+++ Extracted entries
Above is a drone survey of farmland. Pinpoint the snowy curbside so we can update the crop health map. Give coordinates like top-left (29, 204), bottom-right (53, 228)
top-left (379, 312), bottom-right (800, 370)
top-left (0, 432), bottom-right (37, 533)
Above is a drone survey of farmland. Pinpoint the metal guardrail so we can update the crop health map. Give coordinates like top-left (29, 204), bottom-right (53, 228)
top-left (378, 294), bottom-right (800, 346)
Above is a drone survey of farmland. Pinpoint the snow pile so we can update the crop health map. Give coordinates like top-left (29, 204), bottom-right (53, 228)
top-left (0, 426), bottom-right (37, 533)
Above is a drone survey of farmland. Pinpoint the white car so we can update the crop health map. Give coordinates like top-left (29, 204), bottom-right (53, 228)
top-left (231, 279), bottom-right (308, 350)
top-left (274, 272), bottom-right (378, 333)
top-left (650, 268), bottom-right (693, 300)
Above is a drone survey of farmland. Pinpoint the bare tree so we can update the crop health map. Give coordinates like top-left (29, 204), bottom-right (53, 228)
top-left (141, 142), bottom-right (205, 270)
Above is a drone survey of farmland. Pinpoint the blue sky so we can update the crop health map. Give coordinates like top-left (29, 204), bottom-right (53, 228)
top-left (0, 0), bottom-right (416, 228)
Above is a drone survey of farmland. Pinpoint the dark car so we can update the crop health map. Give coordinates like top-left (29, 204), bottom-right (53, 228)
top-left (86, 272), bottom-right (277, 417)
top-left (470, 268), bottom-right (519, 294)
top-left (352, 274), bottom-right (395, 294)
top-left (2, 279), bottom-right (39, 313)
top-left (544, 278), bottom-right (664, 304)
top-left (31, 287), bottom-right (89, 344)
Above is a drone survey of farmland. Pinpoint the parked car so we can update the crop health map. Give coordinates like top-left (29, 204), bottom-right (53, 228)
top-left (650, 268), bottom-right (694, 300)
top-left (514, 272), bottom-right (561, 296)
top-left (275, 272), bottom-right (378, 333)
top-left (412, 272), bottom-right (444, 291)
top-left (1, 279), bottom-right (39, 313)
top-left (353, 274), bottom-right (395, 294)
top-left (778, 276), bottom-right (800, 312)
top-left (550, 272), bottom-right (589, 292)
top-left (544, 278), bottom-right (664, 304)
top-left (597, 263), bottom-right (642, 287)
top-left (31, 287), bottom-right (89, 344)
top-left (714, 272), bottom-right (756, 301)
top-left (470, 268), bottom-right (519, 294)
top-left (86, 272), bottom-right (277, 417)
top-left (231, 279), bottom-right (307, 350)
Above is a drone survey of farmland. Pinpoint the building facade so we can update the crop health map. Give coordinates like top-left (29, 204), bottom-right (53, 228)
++++++
+++ Extracted entries
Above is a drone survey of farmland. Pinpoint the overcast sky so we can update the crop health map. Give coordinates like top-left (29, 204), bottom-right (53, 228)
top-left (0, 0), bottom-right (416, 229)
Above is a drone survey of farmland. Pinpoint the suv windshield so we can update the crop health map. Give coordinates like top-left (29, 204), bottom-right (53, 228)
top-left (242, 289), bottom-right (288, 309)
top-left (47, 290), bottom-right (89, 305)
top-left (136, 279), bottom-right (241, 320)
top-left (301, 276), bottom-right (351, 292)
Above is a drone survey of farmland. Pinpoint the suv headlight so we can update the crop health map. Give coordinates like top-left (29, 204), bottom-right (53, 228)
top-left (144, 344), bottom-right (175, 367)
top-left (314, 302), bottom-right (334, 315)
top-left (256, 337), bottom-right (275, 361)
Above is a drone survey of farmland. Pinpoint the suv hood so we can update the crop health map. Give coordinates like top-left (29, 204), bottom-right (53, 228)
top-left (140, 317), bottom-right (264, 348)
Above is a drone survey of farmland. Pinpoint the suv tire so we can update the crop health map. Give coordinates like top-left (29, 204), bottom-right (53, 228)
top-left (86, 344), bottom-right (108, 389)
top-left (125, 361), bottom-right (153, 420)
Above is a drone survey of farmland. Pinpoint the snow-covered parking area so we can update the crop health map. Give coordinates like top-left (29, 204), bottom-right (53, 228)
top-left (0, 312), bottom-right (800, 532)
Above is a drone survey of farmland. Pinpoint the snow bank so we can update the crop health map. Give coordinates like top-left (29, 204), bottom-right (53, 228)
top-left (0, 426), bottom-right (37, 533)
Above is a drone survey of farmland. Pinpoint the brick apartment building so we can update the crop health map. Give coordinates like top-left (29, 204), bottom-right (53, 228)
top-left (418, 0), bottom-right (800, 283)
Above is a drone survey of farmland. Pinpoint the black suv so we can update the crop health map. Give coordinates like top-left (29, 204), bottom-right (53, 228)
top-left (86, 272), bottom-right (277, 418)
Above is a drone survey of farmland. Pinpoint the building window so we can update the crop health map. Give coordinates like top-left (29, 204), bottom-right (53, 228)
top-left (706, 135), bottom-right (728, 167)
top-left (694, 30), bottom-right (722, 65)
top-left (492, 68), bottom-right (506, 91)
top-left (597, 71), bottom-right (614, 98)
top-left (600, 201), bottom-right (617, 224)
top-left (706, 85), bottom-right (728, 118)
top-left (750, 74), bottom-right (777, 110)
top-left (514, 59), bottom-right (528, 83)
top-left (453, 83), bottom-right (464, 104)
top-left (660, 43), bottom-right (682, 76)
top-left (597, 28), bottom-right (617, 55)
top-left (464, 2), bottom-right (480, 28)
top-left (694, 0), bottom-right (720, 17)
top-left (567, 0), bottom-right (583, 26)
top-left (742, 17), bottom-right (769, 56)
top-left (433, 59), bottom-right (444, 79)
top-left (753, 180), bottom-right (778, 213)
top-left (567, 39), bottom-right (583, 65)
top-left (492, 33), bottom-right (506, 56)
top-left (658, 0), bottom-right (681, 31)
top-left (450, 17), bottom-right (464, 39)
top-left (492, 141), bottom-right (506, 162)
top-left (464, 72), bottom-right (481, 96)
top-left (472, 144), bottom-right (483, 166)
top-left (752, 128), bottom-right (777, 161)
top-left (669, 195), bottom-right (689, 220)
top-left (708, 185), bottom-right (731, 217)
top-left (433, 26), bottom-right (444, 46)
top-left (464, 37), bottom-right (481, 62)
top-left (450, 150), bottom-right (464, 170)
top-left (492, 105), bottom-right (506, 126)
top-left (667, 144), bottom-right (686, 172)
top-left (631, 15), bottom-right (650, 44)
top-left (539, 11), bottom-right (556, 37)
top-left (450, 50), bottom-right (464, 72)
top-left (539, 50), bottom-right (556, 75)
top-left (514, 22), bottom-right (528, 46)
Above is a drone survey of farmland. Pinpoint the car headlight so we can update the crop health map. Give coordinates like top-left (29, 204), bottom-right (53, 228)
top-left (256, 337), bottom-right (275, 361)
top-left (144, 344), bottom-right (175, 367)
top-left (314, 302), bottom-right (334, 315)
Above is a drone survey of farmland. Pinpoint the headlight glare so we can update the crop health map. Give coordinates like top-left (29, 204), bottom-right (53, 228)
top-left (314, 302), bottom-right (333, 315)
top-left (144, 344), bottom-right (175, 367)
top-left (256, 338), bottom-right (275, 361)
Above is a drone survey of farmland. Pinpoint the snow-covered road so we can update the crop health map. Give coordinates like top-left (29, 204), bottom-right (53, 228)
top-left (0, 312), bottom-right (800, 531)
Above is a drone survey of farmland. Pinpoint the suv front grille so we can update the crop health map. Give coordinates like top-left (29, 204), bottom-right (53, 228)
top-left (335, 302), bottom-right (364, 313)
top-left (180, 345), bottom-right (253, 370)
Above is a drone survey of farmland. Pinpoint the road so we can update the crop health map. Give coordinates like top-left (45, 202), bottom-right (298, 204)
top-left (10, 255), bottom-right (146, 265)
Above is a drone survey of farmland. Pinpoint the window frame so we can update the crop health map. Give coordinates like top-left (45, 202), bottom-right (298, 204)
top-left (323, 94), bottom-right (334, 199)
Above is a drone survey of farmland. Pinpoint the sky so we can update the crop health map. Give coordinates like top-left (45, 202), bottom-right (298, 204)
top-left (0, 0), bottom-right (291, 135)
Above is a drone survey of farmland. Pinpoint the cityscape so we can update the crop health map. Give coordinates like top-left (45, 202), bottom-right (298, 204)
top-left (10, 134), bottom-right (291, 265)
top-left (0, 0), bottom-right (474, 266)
++++++
+++ Extracted entries
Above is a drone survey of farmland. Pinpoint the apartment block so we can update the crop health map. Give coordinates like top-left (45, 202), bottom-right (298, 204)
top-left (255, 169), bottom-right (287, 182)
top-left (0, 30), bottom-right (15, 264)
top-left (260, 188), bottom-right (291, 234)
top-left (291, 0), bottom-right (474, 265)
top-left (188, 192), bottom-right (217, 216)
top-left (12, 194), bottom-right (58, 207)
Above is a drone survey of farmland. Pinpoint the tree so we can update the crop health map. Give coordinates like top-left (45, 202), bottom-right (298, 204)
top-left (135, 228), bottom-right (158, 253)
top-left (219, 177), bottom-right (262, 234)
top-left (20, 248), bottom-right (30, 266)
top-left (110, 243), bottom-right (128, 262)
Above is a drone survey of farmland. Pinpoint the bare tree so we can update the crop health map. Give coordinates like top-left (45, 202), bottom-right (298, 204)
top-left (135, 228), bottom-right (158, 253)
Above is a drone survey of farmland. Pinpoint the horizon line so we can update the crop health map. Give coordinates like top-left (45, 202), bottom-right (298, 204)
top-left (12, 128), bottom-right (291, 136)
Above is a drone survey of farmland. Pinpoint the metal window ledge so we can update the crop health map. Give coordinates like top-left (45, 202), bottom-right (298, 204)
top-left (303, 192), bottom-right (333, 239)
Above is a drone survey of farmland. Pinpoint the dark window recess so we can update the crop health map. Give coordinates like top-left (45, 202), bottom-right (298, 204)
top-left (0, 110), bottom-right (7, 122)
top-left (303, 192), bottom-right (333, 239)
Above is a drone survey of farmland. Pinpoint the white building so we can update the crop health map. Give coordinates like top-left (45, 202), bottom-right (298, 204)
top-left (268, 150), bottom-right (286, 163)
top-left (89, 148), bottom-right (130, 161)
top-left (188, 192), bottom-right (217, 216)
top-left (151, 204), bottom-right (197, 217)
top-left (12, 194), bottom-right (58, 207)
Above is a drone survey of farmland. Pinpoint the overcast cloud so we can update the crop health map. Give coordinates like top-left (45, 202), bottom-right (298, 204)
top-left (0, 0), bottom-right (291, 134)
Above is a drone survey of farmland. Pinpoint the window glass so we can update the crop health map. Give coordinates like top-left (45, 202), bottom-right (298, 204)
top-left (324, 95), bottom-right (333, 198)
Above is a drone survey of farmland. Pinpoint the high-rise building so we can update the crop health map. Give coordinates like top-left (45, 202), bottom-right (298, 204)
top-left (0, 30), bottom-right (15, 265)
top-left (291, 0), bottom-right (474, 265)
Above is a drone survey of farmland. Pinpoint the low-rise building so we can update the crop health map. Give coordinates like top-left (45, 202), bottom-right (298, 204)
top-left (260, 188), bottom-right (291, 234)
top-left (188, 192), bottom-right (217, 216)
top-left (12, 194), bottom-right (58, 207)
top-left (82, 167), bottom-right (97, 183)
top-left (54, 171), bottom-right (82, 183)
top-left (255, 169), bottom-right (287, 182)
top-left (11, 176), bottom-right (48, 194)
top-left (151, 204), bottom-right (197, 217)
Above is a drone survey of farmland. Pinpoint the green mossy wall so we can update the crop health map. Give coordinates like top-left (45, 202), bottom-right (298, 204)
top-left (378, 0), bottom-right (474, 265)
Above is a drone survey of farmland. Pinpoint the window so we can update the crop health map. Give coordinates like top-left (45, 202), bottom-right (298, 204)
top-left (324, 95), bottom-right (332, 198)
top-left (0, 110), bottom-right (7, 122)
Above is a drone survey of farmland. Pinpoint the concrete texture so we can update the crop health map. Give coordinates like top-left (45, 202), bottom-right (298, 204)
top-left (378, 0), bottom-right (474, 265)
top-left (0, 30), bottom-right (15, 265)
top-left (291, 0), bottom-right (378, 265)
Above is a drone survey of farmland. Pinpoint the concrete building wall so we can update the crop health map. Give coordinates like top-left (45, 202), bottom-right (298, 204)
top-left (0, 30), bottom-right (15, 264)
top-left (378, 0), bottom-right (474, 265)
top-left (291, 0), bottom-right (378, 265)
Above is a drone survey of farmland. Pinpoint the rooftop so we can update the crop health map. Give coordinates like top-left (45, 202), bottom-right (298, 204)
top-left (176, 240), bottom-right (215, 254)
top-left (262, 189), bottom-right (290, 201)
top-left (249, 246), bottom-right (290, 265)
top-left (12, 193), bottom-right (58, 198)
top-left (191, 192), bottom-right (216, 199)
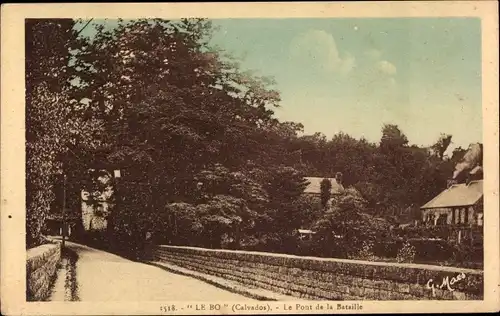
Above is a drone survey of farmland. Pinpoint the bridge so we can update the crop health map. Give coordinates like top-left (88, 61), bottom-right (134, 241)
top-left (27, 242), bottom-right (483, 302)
++++++
**Exercise**
Render everything from the line containing "Above is a drone survey of farmland. Pinpoint the black" down to the line containing "top-left (86, 272), bottom-right (277, 418)" as a numbered list, with blank lines left out.

**Task answer**
1. Above is a drone survey of farmland. Pinpoint the black suv so we can update the crop health map. Give coordinates like top-left (29, 204), bottom-right (53, 228)
2. top-left (86, 272), bottom-right (277, 418)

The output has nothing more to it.